- [Document segment]

--- START ---

In fact, collaboration in IoT needs huge information exchange, which would consume resources, such as communication channel, bandwidth and energy. In practical collaboration via wireless network, the channel resource is very important and limited, then the channel resource management is an important problem. In addition, energy is very sensitive to the IoT [3], especially for the sensors.

There are some researches on the technologies in IoT. Authors in [5-7] focued on the surroundings sensing in IoT based on the sensor network technologies. The identification in IoT was studied in [8-10]. Authors in [11-12] studied the communication protocols. The tracking effects and energy consumption optimization was studied in [13]. In all, to the best of our knowledge, there are only limited researches which focused on the energy optimization in IoT, and channel resource management in the IoT has not been paid attention to.

Considering the importance of energy sensitive channel resource management in the collaboration via wireless network, in this paper, we focus on the wireless channel selection for the Obs, towards the energy efficiency. Due to the dense and dynamically deployment of objects in the IoT [14], the centralized control in network management will be highly inefficient for the high complexity.

--- END ---

- [Prompt] Please repeat word for word the part of the passage on IoT channel resources that begins at the words "In fact, collaboration" and stops after "for the sensors.".

- [Data excerpts]
--- START ---

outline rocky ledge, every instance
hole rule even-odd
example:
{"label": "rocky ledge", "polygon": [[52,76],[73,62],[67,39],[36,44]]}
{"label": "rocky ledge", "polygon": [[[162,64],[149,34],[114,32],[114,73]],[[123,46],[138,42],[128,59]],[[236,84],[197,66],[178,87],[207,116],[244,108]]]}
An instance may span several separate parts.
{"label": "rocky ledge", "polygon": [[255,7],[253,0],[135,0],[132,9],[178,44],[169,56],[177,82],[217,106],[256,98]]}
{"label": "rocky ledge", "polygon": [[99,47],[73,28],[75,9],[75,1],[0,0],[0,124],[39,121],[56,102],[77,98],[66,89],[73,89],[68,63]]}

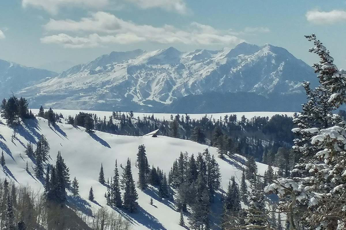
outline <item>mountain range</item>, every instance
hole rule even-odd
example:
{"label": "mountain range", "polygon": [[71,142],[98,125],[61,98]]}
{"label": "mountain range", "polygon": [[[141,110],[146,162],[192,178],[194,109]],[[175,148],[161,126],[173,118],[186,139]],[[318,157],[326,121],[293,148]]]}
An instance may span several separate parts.
{"label": "mountain range", "polygon": [[216,51],[112,52],[16,92],[33,108],[297,111],[306,100],[303,80],[317,82],[313,69],[285,49],[243,43]]}

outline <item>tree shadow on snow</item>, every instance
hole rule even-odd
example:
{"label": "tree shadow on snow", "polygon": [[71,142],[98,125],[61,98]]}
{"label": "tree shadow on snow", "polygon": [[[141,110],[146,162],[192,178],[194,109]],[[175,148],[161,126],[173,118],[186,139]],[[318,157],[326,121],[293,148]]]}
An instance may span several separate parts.
{"label": "tree shadow on snow", "polygon": [[15,180],[17,183],[18,183],[18,181],[16,179],[16,177],[15,177],[14,175],[12,173],[10,169],[7,168],[7,166],[4,165],[2,167],[2,168],[3,169],[3,172],[6,174],[6,176],[9,177],[11,177],[12,179]]}
{"label": "tree shadow on snow", "polygon": [[67,138],[67,135],[66,134],[66,133],[64,132],[60,128],[60,127],[57,124],[55,124],[55,125],[54,126],[54,129],[57,131],[59,132],[60,134],[64,136],[64,137],[66,138],[67,140],[69,140],[69,138]]}
{"label": "tree shadow on snow", "polygon": [[73,209],[77,209],[88,216],[92,215],[91,206],[80,196],[69,196],[67,197],[68,205]]}
{"label": "tree shadow on snow", "polygon": [[105,146],[107,148],[109,148],[110,149],[111,148],[110,146],[108,144],[108,143],[107,143],[106,141],[98,137],[97,135],[95,133],[89,133],[89,135],[90,135],[90,136],[93,139],[98,142],[100,142],[100,143],[102,145],[104,146]]}
{"label": "tree shadow on snow", "polygon": [[4,151],[5,152],[7,153],[9,156],[11,157],[11,158],[12,158],[13,160],[15,161],[15,162],[16,161],[15,160],[15,159],[13,158],[13,157],[12,156],[12,154],[11,152],[11,150],[10,150],[6,144],[3,143],[2,141],[1,140],[0,140],[0,149],[1,149]]}
{"label": "tree shadow on snow", "polygon": [[152,188],[149,187],[146,189],[144,190],[143,192],[152,198],[154,200],[169,207],[174,211],[176,211],[176,209],[173,202],[165,198],[161,198],[157,195],[156,191]]}
{"label": "tree shadow on snow", "polygon": [[225,157],[224,157],[224,158],[221,158],[221,159],[226,161],[226,162],[228,163],[231,165],[234,166],[235,167],[236,167],[238,169],[239,169],[239,170],[243,171],[243,168],[239,164],[237,163],[236,162],[235,162],[234,160],[230,160],[229,159],[226,158]]}
{"label": "tree shadow on snow", "polygon": [[[138,207],[137,211],[134,213],[127,213],[120,210],[118,211],[124,218],[134,225],[137,225],[137,223],[133,221],[135,220],[152,230],[167,230],[157,219],[140,206]],[[134,226],[134,228],[136,229],[135,226]]]}

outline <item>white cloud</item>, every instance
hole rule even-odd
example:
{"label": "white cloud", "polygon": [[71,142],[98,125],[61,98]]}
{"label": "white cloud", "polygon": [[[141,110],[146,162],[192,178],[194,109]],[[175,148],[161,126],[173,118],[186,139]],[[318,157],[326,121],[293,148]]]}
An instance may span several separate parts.
{"label": "white cloud", "polygon": [[306,14],[309,22],[320,25],[332,24],[346,20],[346,11],[334,10],[329,12],[310,10]]}
{"label": "white cloud", "polygon": [[79,7],[88,9],[101,9],[109,0],[22,0],[22,6],[29,6],[42,9],[53,14],[57,14],[60,9],[65,7]]}
{"label": "white cloud", "polygon": [[81,37],[61,33],[41,39],[44,43],[56,43],[69,48],[94,47],[108,43],[125,44],[139,42],[228,46],[244,41],[232,34],[230,31],[217,30],[195,22],[191,23],[183,30],[168,25],[155,27],[125,21],[102,12],[93,13],[90,17],[83,18],[78,21],[51,19],[44,27],[49,31],[91,33]]}
{"label": "white cloud", "polygon": [[186,4],[183,0],[125,0],[144,9],[161,8],[184,14],[187,12]]}
{"label": "white cloud", "polygon": [[184,0],[22,0],[22,6],[25,8],[30,6],[56,14],[63,7],[76,7],[100,10],[110,5],[121,6],[125,3],[143,9],[161,8],[182,14],[186,14],[188,11]]}
{"label": "white cloud", "polygon": [[0,30],[0,39],[3,39],[5,38],[6,37],[5,37],[5,34],[3,34],[3,32],[1,30]]}

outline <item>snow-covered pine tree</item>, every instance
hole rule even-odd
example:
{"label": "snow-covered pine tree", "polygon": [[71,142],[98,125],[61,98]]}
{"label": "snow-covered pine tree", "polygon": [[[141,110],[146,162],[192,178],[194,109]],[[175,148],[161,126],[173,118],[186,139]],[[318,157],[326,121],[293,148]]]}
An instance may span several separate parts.
{"label": "snow-covered pine tree", "polygon": [[104,183],[104,173],[103,172],[103,167],[101,163],[101,168],[100,169],[100,173],[99,173],[99,182],[102,184]]}
{"label": "snow-covered pine tree", "polygon": [[247,203],[247,185],[245,181],[245,171],[243,170],[242,174],[242,181],[240,183],[240,197],[243,202]]}
{"label": "snow-covered pine tree", "polygon": [[91,201],[94,201],[94,192],[92,190],[92,186],[90,188],[89,190],[89,196],[88,197],[88,199]]}
{"label": "snow-covered pine tree", "polygon": [[145,189],[148,186],[147,178],[147,173],[149,171],[148,165],[148,160],[145,153],[145,147],[142,144],[138,147],[137,153],[137,166],[138,167],[138,187],[141,189]]}
{"label": "snow-covered pine tree", "polygon": [[3,230],[16,230],[15,217],[15,216],[14,209],[12,200],[9,194],[7,194],[7,205],[5,211],[5,219],[4,226],[2,229]]}
{"label": "snow-covered pine tree", "polygon": [[184,214],[183,213],[183,210],[180,210],[180,217],[179,219],[179,225],[184,226],[185,223],[184,222]]}
{"label": "snow-covered pine tree", "polygon": [[78,182],[75,177],[73,178],[73,180],[72,182],[72,194],[74,196],[78,196],[79,193],[79,186],[78,185]]}
{"label": "snow-covered pine tree", "polygon": [[1,152],[1,157],[0,158],[0,164],[1,166],[3,167],[6,165],[6,161],[5,161],[5,157],[3,156],[3,151]]}
{"label": "snow-covered pine tree", "polygon": [[[257,180],[251,180],[251,200],[248,208],[245,210],[246,216],[244,226],[247,226],[249,228],[264,229],[269,227],[265,199],[261,187]],[[242,229],[244,228],[243,226]]]}
{"label": "snow-covered pine tree", "polygon": [[136,191],[135,181],[132,177],[129,158],[127,159],[126,166],[122,173],[121,182],[124,190],[123,207],[130,212],[133,212],[136,211],[138,206],[138,203],[136,201],[138,199],[138,194]]}
{"label": "snow-covered pine tree", "polygon": [[120,193],[120,184],[119,183],[119,172],[118,170],[117,160],[115,160],[114,167],[114,176],[113,177],[110,189],[111,203],[116,207],[120,208],[122,206],[121,196]]}
{"label": "snow-covered pine tree", "polygon": [[315,45],[309,51],[320,58],[313,67],[320,84],[313,90],[303,83],[309,100],[292,130],[298,136],[292,148],[302,157],[292,176],[274,180],[265,190],[282,198],[279,208],[286,212],[290,229],[298,223],[309,230],[345,229],[346,122],[332,112],[346,101],[346,72],[333,64],[315,34],[306,37]]}

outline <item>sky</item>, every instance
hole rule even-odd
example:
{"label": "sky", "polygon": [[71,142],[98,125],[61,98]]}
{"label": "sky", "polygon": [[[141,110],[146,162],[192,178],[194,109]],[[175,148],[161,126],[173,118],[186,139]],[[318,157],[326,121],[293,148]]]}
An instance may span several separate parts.
{"label": "sky", "polygon": [[304,35],[312,33],[346,69],[344,0],[0,0],[0,59],[55,71],[112,51],[244,41],[283,47],[311,65],[318,57]]}

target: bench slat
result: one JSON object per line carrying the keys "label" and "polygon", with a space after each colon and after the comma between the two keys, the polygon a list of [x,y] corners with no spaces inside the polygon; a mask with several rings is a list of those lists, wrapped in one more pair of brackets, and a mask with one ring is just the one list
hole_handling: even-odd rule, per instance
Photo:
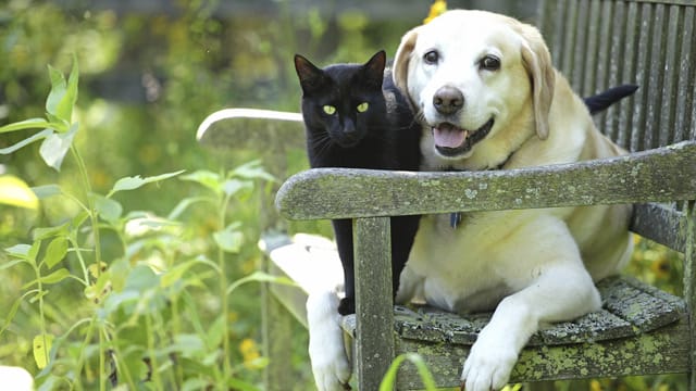
{"label": "bench slat", "polygon": [[[289,219],[495,211],[693,199],[696,141],[607,160],[493,172],[314,168],[290,177],[276,207]],[[369,189],[369,191],[368,191]]]}

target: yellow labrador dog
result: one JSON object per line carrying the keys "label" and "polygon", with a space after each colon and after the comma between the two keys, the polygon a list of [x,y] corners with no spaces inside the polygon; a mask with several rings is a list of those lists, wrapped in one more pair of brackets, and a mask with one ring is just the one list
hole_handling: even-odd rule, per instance
{"label": "yellow labrador dog", "polygon": [[[551,65],[539,31],[483,11],[449,11],[408,31],[396,85],[423,125],[423,171],[509,169],[622,151],[594,127]],[[629,260],[630,205],[521,210],[421,219],[397,302],[494,311],[463,364],[468,391],[502,388],[544,323],[596,311],[594,282]]]}

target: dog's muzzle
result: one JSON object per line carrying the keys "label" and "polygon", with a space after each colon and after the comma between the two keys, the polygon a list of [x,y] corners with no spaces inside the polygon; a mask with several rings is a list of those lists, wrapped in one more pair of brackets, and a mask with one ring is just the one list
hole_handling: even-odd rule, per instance
{"label": "dog's muzzle", "polygon": [[467,153],[474,144],[488,136],[494,122],[495,121],[492,117],[482,127],[474,131],[462,129],[451,123],[438,124],[433,127],[435,149],[439,154],[448,157],[455,157]]}

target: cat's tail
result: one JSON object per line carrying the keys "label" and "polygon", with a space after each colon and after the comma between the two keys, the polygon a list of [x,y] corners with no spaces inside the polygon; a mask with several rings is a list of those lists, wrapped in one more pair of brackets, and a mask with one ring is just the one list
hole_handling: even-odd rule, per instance
{"label": "cat's tail", "polygon": [[632,96],[637,89],[638,86],[636,85],[621,85],[609,88],[608,90],[592,97],[584,98],[583,100],[589,110],[589,114],[594,115],[607,110],[610,105],[617,103],[623,98]]}

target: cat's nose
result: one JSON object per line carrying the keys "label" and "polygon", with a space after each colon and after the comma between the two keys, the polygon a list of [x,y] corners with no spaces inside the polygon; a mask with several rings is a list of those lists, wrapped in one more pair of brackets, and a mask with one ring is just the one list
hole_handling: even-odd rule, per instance
{"label": "cat's nose", "polygon": [[440,87],[433,96],[433,106],[440,114],[453,114],[464,106],[464,96],[458,88]]}
{"label": "cat's nose", "polygon": [[356,129],[356,124],[353,124],[352,121],[344,122],[344,134],[346,136],[355,137],[357,133],[358,129]]}

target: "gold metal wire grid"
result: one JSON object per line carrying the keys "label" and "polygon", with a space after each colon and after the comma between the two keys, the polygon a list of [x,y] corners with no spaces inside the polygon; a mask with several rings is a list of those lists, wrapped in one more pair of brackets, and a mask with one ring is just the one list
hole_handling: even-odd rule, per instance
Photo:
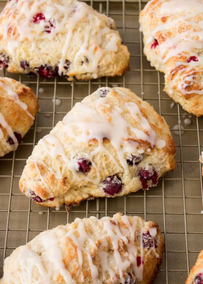
{"label": "gold metal wire grid", "polygon": [[[89,5],[115,21],[124,43],[130,53],[130,69],[121,77],[69,82],[55,78],[46,81],[36,76],[2,72],[32,88],[40,109],[34,124],[15,152],[0,159],[0,275],[5,257],[39,233],[76,217],[98,218],[117,212],[136,215],[158,223],[165,243],[165,252],[157,284],[184,283],[198,252],[203,248],[203,191],[198,159],[203,150],[203,119],[185,113],[163,91],[162,74],[151,68],[143,53],[139,31],[139,12],[147,1],[91,0]],[[0,0],[0,9],[6,3]],[[67,214],[36,205],[21,194],[18,181],[27,158],[38,140],[48,134],[77,101],[102,86],[130,89],[154,106],[170,127],[175,141],[177,169],[160,179],[156,187],[113,199],[83,202]],[[55,103],[56,100],[61,104]],[[186,125],[185,118],[192,124]],[[181,130],[181,124],[184,129]],[[178,125],[177,130],[173,129]],[[184,131],[182,135],[181,131]],[[177,134],[178,134],[177,135]],[[176,135],[175,135],[176,134]]]}

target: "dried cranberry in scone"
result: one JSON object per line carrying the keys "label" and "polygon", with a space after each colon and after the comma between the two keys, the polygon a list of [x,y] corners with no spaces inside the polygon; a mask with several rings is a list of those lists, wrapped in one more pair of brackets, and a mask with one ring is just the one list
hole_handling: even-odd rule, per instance
{"label": "dried cranberry in scone", "polygon": [[78,170],[83,172],[88,172],[90,170],[92,163],[86,159],[79,159],[77,162],[79,166]]}
{"label": "dried cranberry in scone", "polygon": [[36,70],[39,74],[44,77],[45,79],[52,78],[54,75],[55,71],[52,67],[46,64],[44,66],[41,65]]}
{"label": "dried cranberry in scone", "polygon": [[151,181],[153,186],[156,185],[158,183],[158,173],[152,166],[147,165],[146,168],[141,169],[137,176],[139,178],[143,189],[148,189],[148,181]]}
{"label": "dried cranberry in scone", "polygon": [[45,17],[42,13],[38,13],[35,15],[33,17],[33,22],[35,24],[39,24],[41,21],[45,19]]}
{"label": "dried cranberry in scone", "polygon": [[22,60],[20,62],[21,67],[23,68],[24,70],[28,69],[30,67],[29,62],[26,60]]}
{"label": "dried cranberry in scone", "polygon": [[6,69],[8,67],[8,63],[9,61],[8,56],[4,53],[0,53],[0,70]]}
{"label": "dried cranberry in scone", "polygon": [[157,41],[157,40],[155,39],[154,41],[154,42],[151,45],[151,49],[154,49],[157,47],[157,45],[159,45],[159,43]]}
{"label": "dried cranberry in scone", "polygon": [[148,250],[153,246],[153,238],[148,231],[142,234],[142,244],[143,247]]}
{"label": "dried cranberry in scone", "polygon": [[[20,143],[22,141],[22,136],[20,133],[18,133],[14,131],[13,132],[13,134],[16,137],[18,142],[19,143]],[[14,144],[14,141],[10,136],[8,136],[7,142],[10,144],[10,145],[13,145]]]}
{"label": "dried cranberry in scone", "polygon": [[195,61],[197,62],[199,61],[199,59],[196,56],[191,56],[187,60],[188,63],[189,63],[191,61]]}
{"label": "dried cranberry in scone", "polygon": [[108,176],[102,183],[102,187],[104,192],[112,196],[120,191],[123,185],[121,179],[115,174]]}
{"label": "dried cranberry in scone", "polygon": [[127,157],[127,162],[130,166],[134,166],[138,165],[143,159],[143,155],[142,154],[138,154],[135,156],[132,154]]}
{"label": "dried cranberry in scone", "polygon": [[28,196],[34,201],[36,201],[37,202],[39,202],[40,203],[44,202],[45,201],[44,199],[42,199],[38,195],[37,195],[33,190],[31,190],[30,189],[29,190],[28,192]]}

--- END ---

- [Written answer]
In fact, collaboration in IoT needs huge information exchange, which would consume resources, such as communication channel, bandwidth and energy. In practical collaboration via wireless network, the channel resource is very important and limited, then the channel resource management is an important problem. In addition, energy is very sensitive to the IoT [3], especially for the sensors.